◆ REQUIREMENTS:
Repeat every line of the material, character for character.

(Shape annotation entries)
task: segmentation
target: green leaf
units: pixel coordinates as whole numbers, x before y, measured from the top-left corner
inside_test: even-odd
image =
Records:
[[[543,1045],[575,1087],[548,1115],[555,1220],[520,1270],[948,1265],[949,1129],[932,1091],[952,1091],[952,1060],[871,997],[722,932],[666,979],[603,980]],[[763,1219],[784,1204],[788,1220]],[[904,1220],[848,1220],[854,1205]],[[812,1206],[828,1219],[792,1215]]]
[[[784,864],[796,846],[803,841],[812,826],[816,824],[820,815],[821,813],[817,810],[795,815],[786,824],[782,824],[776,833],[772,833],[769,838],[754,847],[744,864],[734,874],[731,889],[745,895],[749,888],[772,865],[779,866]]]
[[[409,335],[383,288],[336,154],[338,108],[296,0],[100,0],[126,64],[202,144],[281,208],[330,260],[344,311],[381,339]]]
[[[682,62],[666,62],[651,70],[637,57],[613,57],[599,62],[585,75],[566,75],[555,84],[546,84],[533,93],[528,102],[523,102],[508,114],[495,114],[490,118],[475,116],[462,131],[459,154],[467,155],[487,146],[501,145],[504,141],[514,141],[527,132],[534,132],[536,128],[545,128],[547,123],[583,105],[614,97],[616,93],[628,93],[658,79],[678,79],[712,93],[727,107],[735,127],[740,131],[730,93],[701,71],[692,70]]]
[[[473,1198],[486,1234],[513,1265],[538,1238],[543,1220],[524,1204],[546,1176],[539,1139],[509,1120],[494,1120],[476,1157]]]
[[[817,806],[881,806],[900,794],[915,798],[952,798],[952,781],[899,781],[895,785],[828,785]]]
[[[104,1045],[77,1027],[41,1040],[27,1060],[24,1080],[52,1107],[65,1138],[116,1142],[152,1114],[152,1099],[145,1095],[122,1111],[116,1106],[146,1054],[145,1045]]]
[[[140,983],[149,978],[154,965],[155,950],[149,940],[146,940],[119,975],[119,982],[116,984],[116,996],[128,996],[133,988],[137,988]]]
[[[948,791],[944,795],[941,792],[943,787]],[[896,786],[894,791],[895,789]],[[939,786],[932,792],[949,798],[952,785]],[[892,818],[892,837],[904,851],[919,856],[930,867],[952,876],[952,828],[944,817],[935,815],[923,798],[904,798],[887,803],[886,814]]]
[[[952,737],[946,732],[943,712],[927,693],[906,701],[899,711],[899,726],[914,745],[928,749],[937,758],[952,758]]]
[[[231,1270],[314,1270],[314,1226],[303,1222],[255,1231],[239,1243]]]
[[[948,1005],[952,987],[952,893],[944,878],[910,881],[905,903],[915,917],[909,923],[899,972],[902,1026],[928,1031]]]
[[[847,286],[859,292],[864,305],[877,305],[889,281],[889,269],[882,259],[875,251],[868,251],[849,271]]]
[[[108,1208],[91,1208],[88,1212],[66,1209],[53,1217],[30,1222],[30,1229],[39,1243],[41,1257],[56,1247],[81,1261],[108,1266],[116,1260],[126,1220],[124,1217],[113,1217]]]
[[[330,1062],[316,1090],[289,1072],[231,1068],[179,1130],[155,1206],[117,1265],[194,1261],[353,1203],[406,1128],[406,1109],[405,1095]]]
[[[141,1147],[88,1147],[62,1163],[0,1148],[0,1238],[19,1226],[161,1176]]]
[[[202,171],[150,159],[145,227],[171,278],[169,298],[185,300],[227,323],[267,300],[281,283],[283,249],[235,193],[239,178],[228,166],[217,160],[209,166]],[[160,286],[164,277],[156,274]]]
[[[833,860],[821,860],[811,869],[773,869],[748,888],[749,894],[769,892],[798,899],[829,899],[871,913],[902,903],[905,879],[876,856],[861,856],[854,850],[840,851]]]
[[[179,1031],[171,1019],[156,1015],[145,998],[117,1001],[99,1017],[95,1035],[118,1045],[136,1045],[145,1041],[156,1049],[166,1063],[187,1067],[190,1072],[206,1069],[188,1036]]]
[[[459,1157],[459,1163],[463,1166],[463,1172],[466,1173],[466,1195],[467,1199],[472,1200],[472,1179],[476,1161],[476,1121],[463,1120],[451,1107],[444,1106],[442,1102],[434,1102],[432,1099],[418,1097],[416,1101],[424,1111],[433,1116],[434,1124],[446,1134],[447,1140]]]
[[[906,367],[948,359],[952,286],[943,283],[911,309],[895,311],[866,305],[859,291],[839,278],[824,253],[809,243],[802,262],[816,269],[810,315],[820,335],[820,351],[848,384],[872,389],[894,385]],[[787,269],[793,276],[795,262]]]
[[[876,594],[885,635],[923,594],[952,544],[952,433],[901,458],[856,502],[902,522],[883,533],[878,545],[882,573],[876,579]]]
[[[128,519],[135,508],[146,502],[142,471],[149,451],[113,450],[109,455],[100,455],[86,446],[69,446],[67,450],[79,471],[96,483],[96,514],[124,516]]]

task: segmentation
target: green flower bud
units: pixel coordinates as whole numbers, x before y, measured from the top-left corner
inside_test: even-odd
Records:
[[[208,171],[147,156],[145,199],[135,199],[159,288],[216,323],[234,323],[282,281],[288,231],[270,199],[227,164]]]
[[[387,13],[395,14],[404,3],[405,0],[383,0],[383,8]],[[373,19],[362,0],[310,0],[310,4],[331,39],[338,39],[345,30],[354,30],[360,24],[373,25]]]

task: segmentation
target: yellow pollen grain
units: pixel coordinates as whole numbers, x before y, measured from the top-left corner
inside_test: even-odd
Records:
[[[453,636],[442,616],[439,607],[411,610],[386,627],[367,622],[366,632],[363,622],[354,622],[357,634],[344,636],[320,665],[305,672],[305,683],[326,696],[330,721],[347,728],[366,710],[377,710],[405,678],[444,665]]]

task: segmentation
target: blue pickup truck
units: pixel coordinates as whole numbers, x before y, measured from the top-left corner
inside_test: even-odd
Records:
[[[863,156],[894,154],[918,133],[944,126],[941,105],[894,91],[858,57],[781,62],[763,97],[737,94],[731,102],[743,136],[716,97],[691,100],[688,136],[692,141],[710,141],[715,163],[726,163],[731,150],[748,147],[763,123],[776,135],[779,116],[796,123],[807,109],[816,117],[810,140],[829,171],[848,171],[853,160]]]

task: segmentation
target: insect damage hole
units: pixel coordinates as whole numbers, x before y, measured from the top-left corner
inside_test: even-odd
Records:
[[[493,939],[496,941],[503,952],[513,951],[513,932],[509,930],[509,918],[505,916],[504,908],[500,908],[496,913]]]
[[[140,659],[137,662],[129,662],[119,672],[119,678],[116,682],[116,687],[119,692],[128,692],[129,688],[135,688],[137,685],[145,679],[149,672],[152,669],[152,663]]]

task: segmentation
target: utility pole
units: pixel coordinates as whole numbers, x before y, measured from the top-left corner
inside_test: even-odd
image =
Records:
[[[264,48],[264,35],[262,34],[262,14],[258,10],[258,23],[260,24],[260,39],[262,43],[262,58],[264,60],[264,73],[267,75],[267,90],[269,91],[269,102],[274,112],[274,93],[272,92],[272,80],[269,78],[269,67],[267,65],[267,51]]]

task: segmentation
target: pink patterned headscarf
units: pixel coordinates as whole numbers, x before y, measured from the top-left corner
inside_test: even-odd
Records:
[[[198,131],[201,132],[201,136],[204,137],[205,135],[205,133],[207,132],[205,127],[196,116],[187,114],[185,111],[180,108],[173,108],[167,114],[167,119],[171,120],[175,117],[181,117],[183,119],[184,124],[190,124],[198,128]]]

◆ SOLUTION:
task: segmentation
target: green leaf
units: pixel coordinates as whole numbers, x before y, measured from the top-left corner
inside_test: even-odd
image =
Records:
[[[543,1045],[575,1087],[548,1115],[555,1220],[520,1270],[948,1265],[949,1129],[932,1091],[952,1091],[952,1060],[871,997],[722,932],[666,979],[603,980]],[[763,1219],[784,1204],[788,1220]],[[904,1220],[848,1220],[854,1205]],[[812,1206],[828,1219],[792,1215]]]
[[[784,864],[796,846],[803,841],[812,826],[816,824],[820,815],[821,813],[817,810],[795,815],[786,824],[782,824],[776,833],[772,833],[769,838],[754,847],[744,864],[734,874],[731,889],[745,895],[749,888],[772,865],[779,866]]]
[[[409,335],[383,288],[336,154],[338,108],[296,0],[100,0],[126,64],[202,144],[281,208],[330,260],[344,311],[381,339]]]
[[[682,62],[666,62],[651,70],[637,57],[613,57],[599,62],[585,75],[566,75],[555,84],[546,84],[533,93],[528,102],[523,102],[508,114],[495,114],[490,118],[475,116],[462,131],[459,154],[467,155],[487,146],[501,145],[504,141],[514,141],[527,132],[534,132],[536,128],[545,128],[547,123],[583,105],[614,97],[616,93],[628,93],[658,79],[678,79],[712,93],[727,107],[735,127],[740,131],[730,93],[701,71],[692,70]]]
[[[473,1198],[486,1234],[513,1265],[538,1238],[543,1220],[524,1204],[546,1176],[539,1139],[509,1120],[494,1120],[476,1157]]]
[[[817,806],[881,806],[900,794],[915,798],[952,798],[952,781],[899,781],[895,785],[828,785]]]
[[[104,1045],[77,1027],[41,1040],[27,1060],[24,1080],[52,1107],[65,1138],[116,1142],[152,1114],[152,1099],[145,1095],[122,1111],[116,1106],[146,1054],[145,1045]]]
[[[140,983],[149,978],[154,965],[155,950],[149,940],[146,940],[119,975],[119,982],[116,984],[116,996],[128,996],[133,988],[137,988]]]
[[[948,791],[944,795],[941,792],[943,787]],[[896,786],[894,791],[895,789]],[[939,786],[932,792],[949,798],[952,785]],[[892,818],[892,837],[904,851],[919,856],[930,867],[952,876],[952,828],[944,817],[935,815],[923,798],[904,798],[887,803],[886,814]]]
[[[952,737],[946,732],[943,712],[927,693],[906,701],[899,711],[899,726],[914,745],[928,749],[937,758],[952,758]]]
[[[231,1270],[314,1270],[314,1226],[303,1222],[255,1231],[239,1243]]]
[[[948,1005],[952,987],[952,893],[944,878],[910,881],[905,903],[915,917],[909,923],[899,972],[902,1026],[928,1031]]]
[[[847,286],[859,292],[864,305],[877,305],[889,281],[889,269],[882,259],[875,251],[868,251],[849,271]]]
[[[108,1208],[91,1208],[88,1212],[66,1209],[53,1217],[30,1222],[30,1229],[39,1243],[41,1257],[56,1247],[81,1261],[108,1266],[116,1260],[126,1220],[124,1217],[113,1217]]]
[[[330,1062],[316,1090],[289,1072],[231,1068],[179,1130],[155,1206],[117,1265],[194,1261],[353,1203],[406,1128],[406,1109],[405,1095]]]
[[[141,1147],[88,1147],[62,1163],[0,1148],[0,1238],[19,1226],[161,1176]]]
[[[202,171],[150,159],[145,227],[171,278],[169,298],[185,300],[227,323],[267,300],[281,283],[283,249],[235,193],[239,178],[228,166],[217,160],[209,166]],[[160,286],[164,277],[156,274]]]
[[[833,860],[821,860],[811,869],[773,869],[748,888],[749,894],[769,892],[798,899],[829,899],[871,913],[902,903],[905,879],[876,856],[861,856],[854,850],[840,851]]]
[[[179,1031],[171,1019],[156,1015],[145,998],[117,1001],[99,1017],[95,1035],[118,1045],[136,1045],[145,1041],[156,1049],[166,1063],[187,1067],[190,1072],[206,1069],[188,1036]]]
[[[459,1157],[459,1163],[463,1166],[463,1172],[466,1173],[466,1195],[467,1199],[472,1200],[472,1179],[476,1161],[476,1121],[463,1120],[451,1107],[444,1106],[442,1102],[434,1102],[432,1099],[418,1097],[416,1101],[424,1111],[433,1116],[434,1124],[446,1134],[447,1140]]]
[[[906,367],[948,359],[952,286],[943,283],[911,309],[895,311],[866,305],[859,291],[839,278],[824,253],[809,243],[802,262],[816,269],[810,315],[820,335],[820,351],[848,384],[872,389],[894,385]],[[787,269],[793,276],[795,262]]]
[[[876,594],[885,635],[923,594],[952,544],[952,433],[901,458],[856,502],[902,522],[883,533],[878,545],[882,573],[876,579]]]
[[[128,519],[135,508],[146,502],[142,471],[149,451],[113,450],[109,455],[100,455],[86,446],[69,446],[67,450],[79,471],[96,483],[96,514],[124,516]]]

task: segmentation
target: green flower bud
units: pixel coordinates as whole numbers, x before y, measured from the top-left corner
inside_test: even-odd
Records:
[[[208,171],[147,156],[145,199],[135,199],[159,288],[216,323],[234,323],[282,281],[288,231],[270,199],[227,164]]]
[[[387,13],[395,14],[404,3],[405,0],[383,0],[383,8]],[[373,19],[362,0],[310,0],[310,4],[331,39],[338,39],[345,30],[354,30],[360,24],[373,25]]]

task: segmentation
target: yellow pollen grain
units: pixel coordinates as whole numbers, x before y, measured from the top-left corner
inside_test: even-odd
Records:
[[[453,636],[442,616],[439,607],[411,610],[386,627],[367,622],[366,632],[363,622],[354,622],[357,634],[344,636],[320,665],[305,672],[305,683],[326,696],[330,721],[347,728],[366,710],[377,710],[405,678],[444,665]]]

task: segmentation
target: blue pickup truck
units: pixel coordinates as whole numbers, x before y, measured from the top-left corner
inside_test: even-odd
Records:
[[[863,156],[894,154],[918,133],[944,126],[941,105],[894,91],[858,57],[781,62],[763,97],[737,94],[731,102],[743,136],[716,97],[691,100],[688,136],[692,141],[710,141],[715,163],[726,163],[731,150],[748,147],[763,123],[776,135],[779,116],[796,123],[807,109],[816,117],[810,140],[829,171],[848,171],[853,160]]]

task: segmentation
target: insect damage hole
units: pixel coordinates as whole numbers, x before y, measured from the top-left corner
inside_test: even-odd
Records:
[[[493,939],[496,941],[503,952],[513,951],[513,932],[509,930],[509,918],[505,916],[504,908],[500,908],[496,913]]]
[[[140,659],[137,662],[129,662],[119,672],[119,678],[116,682],[116,687],[119,692],[128,692],[129,688],[135,688],[137,685],[145,679],[149,672],[152,669],[152,663]]]

task: segmentation
target: utility pole
units: pixel coordinates as whole numbers, x before y, measured from the top-left corner
inside_test: even-odd
image =
Records:
[[[264,48],[264,35],[262,34],[262,14],[258,10],[258,23],[260,24],[260,39],[262,43],[262,58],[264,60],[264,73],[267,75],[267,90],[269,91],[269,102],[274,112],[274,93],[272,92],[272,80],[269,78],[269,67],[267,65],[267,51]]]

task: segmentation
target: pink patterned headscarf
units: pixel coordinates as whole numbers, x before y, measured from the top-left corner
inside_test: even-odd
Records:
[[[198,131],[201,132],[201,136],[204,137],[205,135],[205,133],[207,132],[205,127],[196,116],[187,114],[185,111],[180,108],[173,108],[167,114],[167,119],[171,120],[175,117],[181,117],[183,119],[184,124],[190,124],[198,128]]]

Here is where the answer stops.